start Data for this task

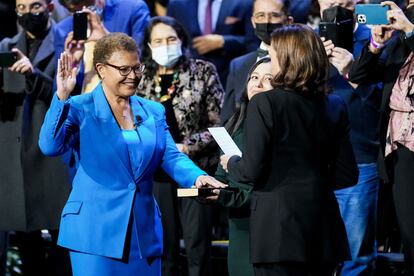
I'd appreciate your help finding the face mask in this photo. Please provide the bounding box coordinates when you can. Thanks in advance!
[88,5,103,19]
[150,44,183,68]
[322,6,354,23]
[18,11,49,37]
[404,5,414,23]
[254,23,283,45]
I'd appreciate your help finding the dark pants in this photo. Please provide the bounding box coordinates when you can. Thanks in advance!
[0,231,8,276]
[16,231,72,276]
[153,181,212,276]
[254,262,335,276]
[392,147,414,275]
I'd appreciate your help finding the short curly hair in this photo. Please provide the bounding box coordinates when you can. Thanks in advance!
[93,33,138,66]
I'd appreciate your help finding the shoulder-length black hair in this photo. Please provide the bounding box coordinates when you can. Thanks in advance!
[270,24,329,96]
[141,16,189,77]
[224,57,270,135]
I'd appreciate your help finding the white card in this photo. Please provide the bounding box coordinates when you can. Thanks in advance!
[208,127,242,156]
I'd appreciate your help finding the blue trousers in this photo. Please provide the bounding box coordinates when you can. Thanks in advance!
[335,163,379,276]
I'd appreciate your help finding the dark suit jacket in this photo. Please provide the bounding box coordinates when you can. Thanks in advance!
[0,26,70,231]
[329,25,381,164]
[349,34,414,182]
[54,0,150,94]
[167,0,259,86]
[220,51,257,125]
[228,89,358,263]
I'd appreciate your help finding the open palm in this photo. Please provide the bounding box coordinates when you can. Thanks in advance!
[56,52,77,100]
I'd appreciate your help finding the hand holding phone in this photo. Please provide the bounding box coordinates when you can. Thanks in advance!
[0,51,17,67]
[319,20,354,53]
[355,4,389,25]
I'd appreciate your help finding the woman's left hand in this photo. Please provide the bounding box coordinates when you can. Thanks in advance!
[194,175,228,189]
[220,154,231,172]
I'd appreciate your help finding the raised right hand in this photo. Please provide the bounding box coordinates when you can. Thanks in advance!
[56,52,78,100]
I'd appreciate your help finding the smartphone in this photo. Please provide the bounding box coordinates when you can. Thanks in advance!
[0,51,17,67]
[355,4,389,25]
[73,12,88,40]
[319,20,354,53]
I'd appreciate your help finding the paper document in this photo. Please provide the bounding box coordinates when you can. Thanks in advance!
[208,127,242,156]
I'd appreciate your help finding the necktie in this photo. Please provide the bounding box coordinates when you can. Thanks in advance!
[204,0,213,34]
[257,48,269,58]
[82,41,99,93]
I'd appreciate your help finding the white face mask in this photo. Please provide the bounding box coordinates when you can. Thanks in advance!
[150,44,183,68]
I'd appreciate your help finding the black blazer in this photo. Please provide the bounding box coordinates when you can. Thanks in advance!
[228,89,358,263]
[0,25,71,231]
[348,34,414,182]
[220,51,257,125]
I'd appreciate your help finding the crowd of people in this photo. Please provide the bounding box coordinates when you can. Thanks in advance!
[0,0,414,276]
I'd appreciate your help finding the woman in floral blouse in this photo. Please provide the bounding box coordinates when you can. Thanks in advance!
[137,17,224,275]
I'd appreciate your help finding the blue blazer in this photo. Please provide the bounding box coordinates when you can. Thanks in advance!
[53,0,150,94]
[39,84,205,258]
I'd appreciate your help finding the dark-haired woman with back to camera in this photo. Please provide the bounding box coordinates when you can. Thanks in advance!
[39,33,225,276]
[221,24,358,276]
[212,57,273,276]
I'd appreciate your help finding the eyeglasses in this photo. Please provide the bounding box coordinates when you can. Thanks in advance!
[16,2,44,16]
[253,12,285,22]
[105,62,145,77]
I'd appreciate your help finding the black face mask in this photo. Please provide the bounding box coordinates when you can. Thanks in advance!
[404,5,414,23]
[254,23,283,45]
[322,6,354,22]
[18,11,49,37]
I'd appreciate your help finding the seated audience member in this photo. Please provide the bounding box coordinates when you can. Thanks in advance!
[349,1,414,275]
[0,0,70,276]
[167,0,259,86]
[215,57,273,276]
[221,24,358,276]
[220,0,293,124]
[137,17,224,276]
[39,33,223,276]
[145,0,168,16]
[319,0,381,276]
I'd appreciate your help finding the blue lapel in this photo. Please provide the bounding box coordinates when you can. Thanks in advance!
[32,21,55,66]
[103,0,116,32]
[92,82,133,179]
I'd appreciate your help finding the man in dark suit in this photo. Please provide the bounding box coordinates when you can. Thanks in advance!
[167,0,258,86]
[54,0,150,94]
[220,0,293,124]
[0,0,70,275]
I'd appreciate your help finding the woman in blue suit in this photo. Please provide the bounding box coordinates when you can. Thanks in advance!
[39,33,221,276]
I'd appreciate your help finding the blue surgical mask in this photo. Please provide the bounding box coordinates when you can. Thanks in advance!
[150,44,183,68]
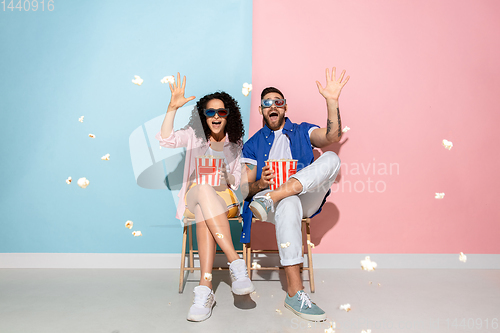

end Data for this task

_Problem statement_
Pick out every line of the items that contains the string "white", matching case exactly, and copy those lines.

_Solved problem_
I'd appreciate your help finding the white card in this photo. Please provide the bounding box coordinates when you can. Thanks in advance!
I'd appreciate your help finding the white face mask in this photo. Please provide the bounding box coordinates when you can. Thanks in advance!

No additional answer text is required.